A federal judge is considering sanctions against a prominent law firm defending Alabama’s troubled prison system after lawyers cited four completely fabricated AI-generated court cases .
The firm Butler Snow, which has earned millions defending the state’s corrections department, now faces potential fines and other penalties after attorney Matthew Reeves used ChatGPT to find case citations that turned out to be entirely fictional.
The humiliating discovery occurred when Frankie Johnson, a William E. Donaldson prison inmate in the Birmingham area, sued the prison. Johnson alleged he was stabbed as many as 20 times over 18 months in prison, including cases where the attacks were enabled or assisted by prison guards.
AI-Generated Fake Citations Land Lawyers in Hot Water in Alabama Prison Case
Johnson sued Alabama prison authorities in 2021 with allegations of systemic brutality, understaffing, overcrowding, and corruption within the state prison system. The office of the Alabama attorney general hired Butler Snow to represent the case, namely William Lunsford, who heads the firm’s constitutional and civil rights litigation practice.
The fake citations surfaced during a routine scheduling dispute. Johnson’s lawyers objected to proposed deposition dates, saying they needed additional documents first. Butler Snow pushed back, arguing that case law required expedited depositions of incarcerated plaintiffs.
To support their position, the firm cited four cases in a May 7th court filing. The problem? None of them existed.

One citation referenced “Kelley v City of Birmingham” from 2021, but the only real case with that name was decided by Alabama’s Court of Appeals in 1939 about a speeding ticket. The other three citations were equally bogus, though they resembled real case names closely enough to initially fool casual observers.
Johnson’s attorneys quickly spotted the fabrications and filed a motion calling them out. They suggested the fake citations came from “generative artificial intelligence” – a suspicion that proved correct.
U.S. District Judge Anna Manasco scheduled an emergency hearing, writing that she had conducted “independent searches for each allegedly fabricated citation, to no avail.” At Wednesday’s hearing, she made clear her frustration with the growing trend of AI-generated legal fiction making its way into courtrooms.
“The current case is proof positive that those sanctions were insufficient,” Manasco told the lawyers, referring to previous penalties handed down to attorneys nationwide for similar mistakes. “If they were, we wouldn’t be here.”
Attorney Faces Sanctions for AI-Hallucinated Citations
Reeves took full responsibility during the hearing, explaining that he had used ChatGPT while reviewing a junior colleague’s work. Looking for citations to support “well-established points of law,” he said the AI tool “immediately identified purportedly applicable citations.” But in his “haste to finalize the motions,” he failed to verify the cases through legal databases like Westlaw or Pacer.

▶ EXERCISE INSTRUCTIONS:
1/ In the article on the fabricated citations in the Alabama prison case, switch "ChatGPT" to "an AI chatbot" and write out the passage again. Begin at the words "A federal judge" and stop after "be entirely fictional.".
2/ Resume the article on the fabricated citations in the Alabama prison case after its last sentence.
None of the tasks depend on the records.

▶ INFORMATION SUPPLIED:
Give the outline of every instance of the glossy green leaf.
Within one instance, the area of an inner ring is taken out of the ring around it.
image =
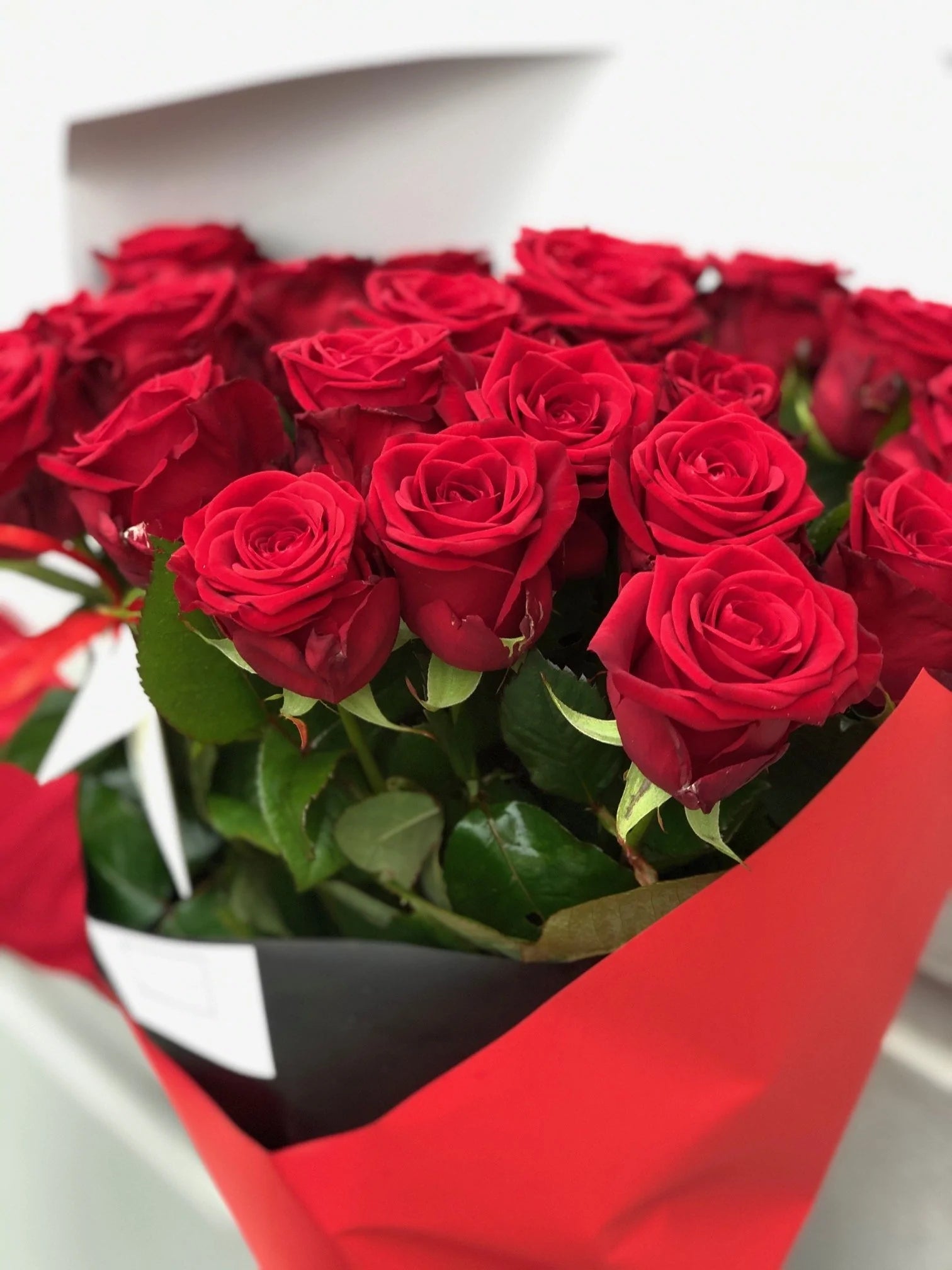
[[[429,794],[390,790],[349,806],[334,826],[334,837],[364,872],[413,886],[443,837],[443,810]]]
[[[532,803],[465,815],[447,842],[443,875],[457,913],[520,939],[534,939],[561,908],[635,885],[627,869]]]

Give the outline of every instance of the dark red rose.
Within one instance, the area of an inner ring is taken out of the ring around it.
[[[391,255],[381,265],[383,269],[430,269],[433,273],[482,273],[493,268],[485,251],[406,251]]]
[[[147,533],[178,538],[183,519],[222,486],[287,450],[270,392],[249,380],[225,384],[206,357],[142,384],[75,444],[39,462],[69,486],[88,532],[138,583],[151,564]]]
[[[239,279],[248,323],[268,344],[350,325],[371,268],[353,255],[256,264]]]
[[[673,410],[693,392],[706,392],[717,405],[745,405],[762,419],[777,409],[781,385],[769,366],[716,353],[706,344],[673,348],[661,363],[660,409]]]
[[[900,467],[925,467],[952,480],[952,366],[929,380],[910,403],[908,432],[882,447]]]
[[[116,255],[95,253],[112,287],[137,287],[170,273],[204,273],[260,260],[237,225],[156,225],[122,239]]]
[[[659,558],[592,641],[625,751],[650,781],[708,812],[873,690],[882,658],[844,592],[778,538]]]
[[[60,354],[20,331],[0,333],[0,494],[22,485],[50,437]]]
[[[704,325],[677,248],[593,230],[523,230],[515,259],[522,273],[508,281],[532,330],[555,328],[574,342],[603,337],[650,361]]]
[[[493,349],[519,315],[519,296],[484,273],[434,269],[374,269],[367,277],[367,306],[359,310],[376,326],[430,323],[449,333],[463,353]]]
[[[363,541],[364,503],[326,472],[253,472],[183,526],[169,561],[183,610],[213,617],[282,688],[343,701],[387,660],[400,627],[392,578]]]
[[[882,644],[882,686],[895,701],[923,668],[952,671],[952,485],[935,472],[873,455],[826,577]]]
[[[553,348],[505,331],[479,389],[466,394],[477,419],[510,419],[537,441],[560,441],[583,498],[608,488],[612,443],[635,419],[654,419],[654,399],[597,340]]]
[[[908,291],[867,288],[838,309],[830,351],[814,385],[812,409],[843,455],[862,458],[895,409],[952,362],[952,307]]]
[[[348,326],[278,344],[294,400],[305,410],[364,406],[429,419],[451,354],[444,326]]]
[[[720,286],[704,298],[712,343],[722,353],[782,375],[791,362],[819,366],[826,351],[826,311],[845,292],[835,264],[806,264],[741,251],[713,257]]]
[[[392,438],[367,499],[407,626],[465,671],[509,665],[546,629],[578,505],[565,448],[506,419]]]
[[[702,392],[612,452],[608,491],[627,563],[699,556],[724,542],[796,538],[823,503],[790,441],[743,406]]]

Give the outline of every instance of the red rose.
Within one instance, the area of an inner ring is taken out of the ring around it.
[[[706,812],[779,758],[797,724],[867,697],[882,662],[850,597],[777,538],[659,558],[590,646],[631,761]]]
[[[60,354],[20,331],[0,333],[0,494],[15,490],[51,432]]]
[[[781,399],[781,385],[769,366],[716,353],[706,344],[673,348],[661,363],[661,410],[673,410],[698,391],[718,405],[745,405],[762,419],[773,414]]]
[[[225,384],[206,357],[142,384],[102,423],[41,466],[70,488],[91,533],[133,582],[149,578],[147,536],[178,538],[185,516],[230,480],[284,457],[274,398]]]
[[[882,644],[894,700],[923,667],[952,671],[952,485],[873,455],[853,483],[849,528],[826,577]]]
[[[824,311],[845,295],[835,264],[806,264],[741,251],[712,258],[720,286],[704,298],[712,343],[722,353],[762,362],[777,375],[795,359],[819,366],[826,349]]]
[[[520,301],[512,287],[482,273],[433,269],[374,269],[359,310],[376,326],[416,321],[446,328],[463,353],[491,349],[515,321]]]
[[[373,568],[363,499],[325,472],[253,472],[183,526],[169,561],[183,610],[201,608],[269,683],[343,701],[387,660],[397,584]]]
[[[537,441],[560,441],[583,498],[604,494],[612,443],[632,418],[654,419],[651,394],[632,384],[602,340],[553,348],[505,331],[466,400],[477,419],[510,419]]]
[[[406,624],[465,671],[501,669],[546,629],[578,505],[565,448],[504,419],[388,441],[367,499]]]
[[[451,353],[444,326],[349,326],[278,344],[294,400],[305,410],[366,406],[432,418]]]
[[[823,511],[783,433],[702,392],[616,442],[608,493],[635,566],[724,542],[795,538]]]
[[[895,409],[952,362],[952,307],[908,291],[867,288],[850,296],[830,331],[830,352],[814,385],[812,409],[843,455],[862,458]]]
[[[910,404],[908,432],[882,447],[900,467],[925,467],[952,480],[952,366],[929,380]]]
[[[576,342],[600,335],[651,359],[704,325],[677,248],[592,230],[523,230],[515,259],[522,273],[508,281],[532,329],[553,326]]]
[[[249,325],[268,344],[347,326],[371,265],[353,255],[319,255],[245,269],[239,287]]]
[[[156,225],[122,239],[109,257],[95,253],[112,287],[137,287],[169,273],[237,269],[260,260],[258,248],[237,225]]]

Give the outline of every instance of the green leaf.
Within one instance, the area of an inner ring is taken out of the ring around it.
[[[173,884],[127,773],[83,777],[79,828],[93,916],[133,930],[155,926]]]
[[[152,580],[138,626],[138,673],[152,705],[173,728],[209,744],[255,733],[265,719],[249,679],[190,631],[179,616],[170,544],[156,542]]]
[[[687,817],[688,824],[702,842],[710,843],[710,846],[727,856],[730,860],[736,860],[737,864],[743,862],[736,851],[731,851],[721,836],[720,803],[715,803],[710,812],[702,812],[701,808],[685,806],[684,815]]]
[[[447,842],[443,872],[457,913],[519,939],[534,939],[561,908],[635,885],[627,869],[532,803],[465,815]]]
[[[659,806],[664,806],[670,796],[670,794],[665,794],[660,785],[652,785],[647,776],[640,772],[635,763],[632,763],[625,779],[625,791],[618,804],[617,822],[619,836],[627,841],[631,831],[651,815],[652,812],[656,812]]]
[[[307,834],[307,808],[330,780],[339,751],[302,754],[283,732],[270,728],[258,759],[258,801],[272,841],[288,862],[298,890],[324,881],[343,864],[329,842],[322,850]]]
[[[374,794],[344,812],[334,837],[347,859],[364,872],[413,886],[443,837],[443,810],[429,794]]]
[[[616,726],[613,719],[605,718],[608,705],[592,683],[552,665],[533,649],[503,692],[503,739],[537,789],[593,804],[617,780],[623,756],[583,734],[566,718],[566,709],[607,730]]]
[[[424,710],[447,710],[449,706],[458,706],[468,701],[481,678],[481,671],[459,671],[440,662],[434,653],[426,672],[426,700],[420,705]]]
[[[819,556],[825,556],[840,535],[840,530],[849,521],[849,499],[844,499],[835,507],[829,508],[823,516],[817,516],[806,527],[810,545]]]
[[[580,961],[607,956],[635,935],[647,930],[720,874],[658,881],[652,886],[605,899],[593,899],[555,913],[536,944],[523,951],[524,961]]]

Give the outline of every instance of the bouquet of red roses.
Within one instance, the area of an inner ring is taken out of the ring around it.
[[[589,230],[100,259],[0,335],[0,568],[77,602],[0,709],[90,640],[145,690],[74,765],[93,944],[263,1264],[777,1265],[952,880],[952,309]],[[256,1059],[138,991],[203,941]]]

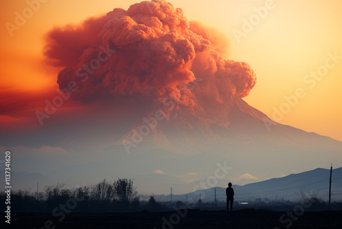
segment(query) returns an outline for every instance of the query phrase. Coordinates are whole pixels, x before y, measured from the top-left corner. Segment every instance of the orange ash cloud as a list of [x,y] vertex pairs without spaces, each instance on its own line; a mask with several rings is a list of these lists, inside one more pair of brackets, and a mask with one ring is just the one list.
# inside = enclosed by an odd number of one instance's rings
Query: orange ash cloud
[[[153,0],[116,8],[78,26],[55,28],[44,54],[58,75],[61,91],[87,101],[109,95],[153,101],[170,96],[180,106],[222,104],[248,95],[256,83],[245,62],[224,60],[226,39],[181,9]],[[186,88],[201,79],[200,86]]]

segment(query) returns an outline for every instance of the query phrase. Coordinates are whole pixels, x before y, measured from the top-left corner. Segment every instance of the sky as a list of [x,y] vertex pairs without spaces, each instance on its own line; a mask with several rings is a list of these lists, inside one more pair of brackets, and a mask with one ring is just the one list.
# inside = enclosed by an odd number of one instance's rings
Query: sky
[[[221,53],[222,57],[248,62],[254,70],[256,84],[244,98],[250,106],[278,123],[342,141],[340,1],[169,1],[175,8],[182,8],[189,21],[213,27],[226,36],[228,39],[224,40],[228,45],[226,51]],[[115,8],[126,10],[137,2],[0,2],[4,9],[0,16],[3,25],[0,29],[0,134],[4,148],[31,149],[28,150],[40,156],[66,154],[65,148],[55,145],[64,141],[66,134],[75,137],[73,134],[77,134],[70,130],[76,123],[89,123],[84,131],[96,131],[101,125],[107,125],[103,121],[93,126],[88,119],[81,117],[81,114],[94,112],[96,106],[103,105],[85,107],[82,102],[71,100],[64,101],[40,125],[36,112],[44,110],[44,101],[51,101],[57,95],[57,75],[62,69],[50,64],[44,55],[47,34],[53,28],[78,25]],[[34,10],[27,10],[29,5]],[[125,109],[129,111],[130,108]],[[111,115],[121,117],[118,113],[116,109],[107,114],[97,114],[105,120]],[[65,119],[68,124],[63,125],[70,128],[66,128],[68,132],[55,129],[62,123],[60,118],[68,115],[79,119],[76,121]],[[54,140],[46,136],[53,127],[58,130],[54,133]],[[34,133],[36,136],[30,138]],[[105,138],[105,134],[103,134]],[[45,166],[46,169],[49,167],[49,164]]]

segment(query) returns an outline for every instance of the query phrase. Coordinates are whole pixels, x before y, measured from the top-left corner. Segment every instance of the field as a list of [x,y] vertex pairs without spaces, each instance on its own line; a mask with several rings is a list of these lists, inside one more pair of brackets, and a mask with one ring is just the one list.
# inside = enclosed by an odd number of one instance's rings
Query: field
[[[342,211],[274,212],[244,209],[226,211],[187,210],[129,213],[72,213],[54,217],[48,213],[11,216],[1,228],[341,228]],[[4,223],[4,217],[2,225]],[[281,219],[280,219],[281,218]],[[59,219],[62,219],[59,221]]]

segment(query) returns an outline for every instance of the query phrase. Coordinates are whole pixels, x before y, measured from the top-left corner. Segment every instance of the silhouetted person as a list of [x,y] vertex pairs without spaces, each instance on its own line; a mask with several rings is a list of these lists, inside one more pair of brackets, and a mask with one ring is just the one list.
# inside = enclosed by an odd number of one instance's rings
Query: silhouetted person
[[232,188],[232,183],[228,183],[228,188],[226,189],[226,195],[227,196],[227,211],[229,211],[229,205],[231,205],[231,211],[233,210],[233,202],[234,202],[234,189]]

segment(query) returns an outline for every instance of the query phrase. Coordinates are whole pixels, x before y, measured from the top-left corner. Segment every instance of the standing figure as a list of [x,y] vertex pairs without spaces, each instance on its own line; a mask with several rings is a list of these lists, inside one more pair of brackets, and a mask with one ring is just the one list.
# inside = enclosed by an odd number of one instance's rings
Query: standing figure
[[234,189],[232,188],[232,183],[228,183],[228,188],[226,189],[226,195],[227,196],[227,211],[229,211],[229,205],[231,205],[231,211],[233,211],[233,202],[234,202]]

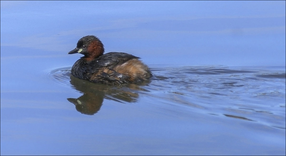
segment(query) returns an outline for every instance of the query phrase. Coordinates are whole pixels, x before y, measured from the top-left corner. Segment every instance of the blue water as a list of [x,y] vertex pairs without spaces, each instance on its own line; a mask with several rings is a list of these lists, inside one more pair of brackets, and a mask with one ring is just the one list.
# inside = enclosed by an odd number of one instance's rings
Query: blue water
[[[1,155],[285,155],[285,1],[1,3]],[[154,76],[73,77],[87,35]]]

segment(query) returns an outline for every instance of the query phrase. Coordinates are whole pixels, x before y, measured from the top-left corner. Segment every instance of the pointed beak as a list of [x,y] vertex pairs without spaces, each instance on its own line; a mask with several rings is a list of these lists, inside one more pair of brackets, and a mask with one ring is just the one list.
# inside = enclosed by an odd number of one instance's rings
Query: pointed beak
[[80,49],[78,48],[74,48],[74,49],[68,53],[67,54],[73,54],[77,53],[80,53],[82,51],[82,49]]

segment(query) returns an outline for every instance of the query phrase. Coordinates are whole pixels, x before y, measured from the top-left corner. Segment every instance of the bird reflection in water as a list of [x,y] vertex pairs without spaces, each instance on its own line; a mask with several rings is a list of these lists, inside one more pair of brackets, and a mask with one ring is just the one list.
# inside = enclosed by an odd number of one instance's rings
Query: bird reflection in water
[[140,84],[126,84],[120,85],[95,83],[70,76],[72,87],[83,95],[77,98],[68,98],[82,114],[92,115],[99,110],[104,99],[120,103],[135,103],[142,91],[149,91],[141,88],[149,81]]

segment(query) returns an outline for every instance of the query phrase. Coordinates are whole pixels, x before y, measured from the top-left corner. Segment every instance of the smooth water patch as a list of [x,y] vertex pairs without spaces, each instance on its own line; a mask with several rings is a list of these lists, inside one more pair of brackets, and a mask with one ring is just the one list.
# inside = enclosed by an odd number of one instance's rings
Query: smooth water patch
[[74,77],[69,67],[55,69],[48,74],[54,82],[82,94],[67,100],[85,114],[100,113],[105,99],[136,103],[144,95],[152,98],[154,107],[172,106],[189,113],[285,129],[285,67],[153,66],[154,76],[140,85],[90,82]]

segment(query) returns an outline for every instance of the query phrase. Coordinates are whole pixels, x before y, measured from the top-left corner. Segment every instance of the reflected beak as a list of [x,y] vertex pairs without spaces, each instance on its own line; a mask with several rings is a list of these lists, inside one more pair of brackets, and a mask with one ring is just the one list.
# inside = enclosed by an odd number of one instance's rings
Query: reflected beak
[[79,49],[77,48],[74,48],[74,49],[72,50],[67,53],[67,54],[73,54],[77,53],[80,53],[82,50],[82,49]]

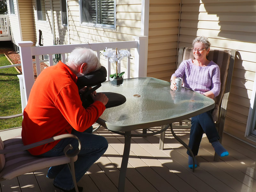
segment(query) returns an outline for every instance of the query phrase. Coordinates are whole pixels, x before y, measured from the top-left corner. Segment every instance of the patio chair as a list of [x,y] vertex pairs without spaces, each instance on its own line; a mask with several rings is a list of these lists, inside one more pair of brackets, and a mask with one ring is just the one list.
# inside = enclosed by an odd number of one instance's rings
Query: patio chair
[[[23,113],[0,117],[0,119],[22,116]],[[39,157],[31,155],[28,149],[44,144],[65,138],[76,139],[78,142],[78,148],[71,153],[73,148],[69,144],[64,149],[65,155],[50,157]],[[78,138],[72,134],[63,134],[27,145],[24,145],[21,135],[3,141],[0,137],[0,181],[11,180],[25,173],[49,168],[52,166],[67,164],[72,175],[76,191],[78,192],[75,175],[74,162],[77,159],[81,143]]]
[[[178,63],[177,68],[178,68],[181,62],[190,58],[194,58],[193,55],[193,48],[181,47],[180,48],[178,56]],[[227,106],[228,100],[228,95],[231,86],[231,81],[233,72],[235,56],[236,50],[210,50],[207,57],[210,60],[212,60],[219,65],[220,71],[220,82],[221,86],[220,92],[218,96],[214,98],[215,106],[213,112],[213,118],[215,121],[215,126],[218,130],[218,132],[220,137],[220,140],[221,143],[223,132],[224,129],[224,124],[226,116]],[[189,127],[191,126],[189,119],[185,120],[183,122],[187,124],[187,125],[182,125],[182,122],[180,122],[179,125],[173,125],[170,124],[171,131],[173,136],[179,142],[187,148],[190,149],[188,146],[179,138],[175,134],[173,130],[175,128]],[[162,126],[166,126],[163,125]],[[168,126],[167,125],[167,126]],[[163,127],[162,127],[163,128]],[[163,150],[164,148],[164,132],[161,133],[159,144],[159,148]],[[191,149],[190,149],[191,151]],[[193,154],[192,151],[191,154]],[[194,158],[194,157],[193,157]],[[218,161],[219,157],[215,153],[214,160]]]

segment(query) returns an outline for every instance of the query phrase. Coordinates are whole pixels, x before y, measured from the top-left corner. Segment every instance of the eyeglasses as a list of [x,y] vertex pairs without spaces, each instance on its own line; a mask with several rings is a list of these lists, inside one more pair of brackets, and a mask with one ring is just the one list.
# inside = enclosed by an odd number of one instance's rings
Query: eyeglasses
[[206,48],[204,48],[204,49],[193,49],[193,52],[196,52],[196,50],[197,50],[197,51],[200,53],[201,53],[203,52],[203,51],[205,49],[206,49]]

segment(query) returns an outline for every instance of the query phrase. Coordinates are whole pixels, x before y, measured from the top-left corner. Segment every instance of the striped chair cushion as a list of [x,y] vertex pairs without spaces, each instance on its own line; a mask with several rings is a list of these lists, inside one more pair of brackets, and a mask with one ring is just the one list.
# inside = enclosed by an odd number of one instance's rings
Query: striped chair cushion
[[[0,149],[3,149],[4,148],[4,144],[0,138]],[[4,158],[4,154],[0,154],[0,171],[3,169],[5,164],[5,159]]]
[[[21,138],[4,141],[4,149],[17,148],[23,146]],[[8,153],[5,155],[5,163],[0,178],[12,179],[19,175],[51,166],[68,163],[70,159],[65,156],[51,157],[38,157],[31,155],[27,150]],[[76,161],[76,158],[74,159]]]
[[[185,48],[182,60],[190,58],[192,60],[195,59],[193,55],[193,49],[188,48]],[[207,57],[208,60],[210,61],[212,60],[219,65],[220,71],[220,82],[221,85],[220,94],[214,98],[216,105],[212,114],[212,117],[214,121],[216,121],[218,119],[219,106],[220,106],[221,100],[225,93],[231,51],[231,50],[210,50]]]

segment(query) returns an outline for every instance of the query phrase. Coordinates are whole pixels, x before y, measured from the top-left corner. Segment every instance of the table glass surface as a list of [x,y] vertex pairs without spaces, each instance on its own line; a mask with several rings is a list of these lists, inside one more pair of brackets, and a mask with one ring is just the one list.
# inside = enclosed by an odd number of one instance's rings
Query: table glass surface
[[[125,79],[123,85],[119,87],[111,85],[110,81],[104,82],[97,92],[119,93],[126,101],[106,109],[100,118],[106,121],[108,129],[125,131],[139,129],[138,125],[144,128],[161,126],[167,121],[177,122],[195,116],[191,114],[201,113],[199,110],[206,111],[214,108],[213,100],[184,88],[180,91],[171,90],[170,85],[152,77]],[[180,119],[181,117],[184,118]],[[157,122],[163,124],[155,125]]]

▶ EXPECTED RESULTS:
1/
A federal judge is considering sanctions against a prominent law firm defending Alabama’s troubled prison system after lawyers cited four completely fabricated AI-generated court cases .
The firm Butler Snow, which has earned millions defending the state’s corrections department, now faces potential fines and other penalties after attorney Matthew Reeves used an AI chatbot to find case citations that turned out to be entirely fictional.

2/
“I sincerely regret this lapse in diligence and judgment,” Reeves wrote in a court declaration. “I take full responsibility.”
Butler Snow attorneys were “effusively apologetic” during the hearing and said they would accept whatever sanctions the judge deemed appropriate. They pointed to existing firm policies requiring approval before using AI for legal research, though those policies apparently weren’t followed in this case.
The incident highlights a growing problem in legal practice. Legal researcher Damien Charlotin, who tracks such cases globally, has identified 106 instances where courts have found “AI hallucinations” in legal documents. The problem appears to be accelerating, with more cases emerging in recent months than ever before.
Courts have begun imposing increasingly serious consequences. A Florida attorney was suspended for a year after citing fabricated AI cases, while a California firm was ordered to pay over $30,000 in legal fees for similar mistakes.
Despite the embarrassment, Alabama’s attorney general’s office appears to be sticking with Butler Snow. When Manasco asked about the state’s confidence in the firm, a representative responded that “Mr. Lunsford remains the attorney general’s counsel of choice.”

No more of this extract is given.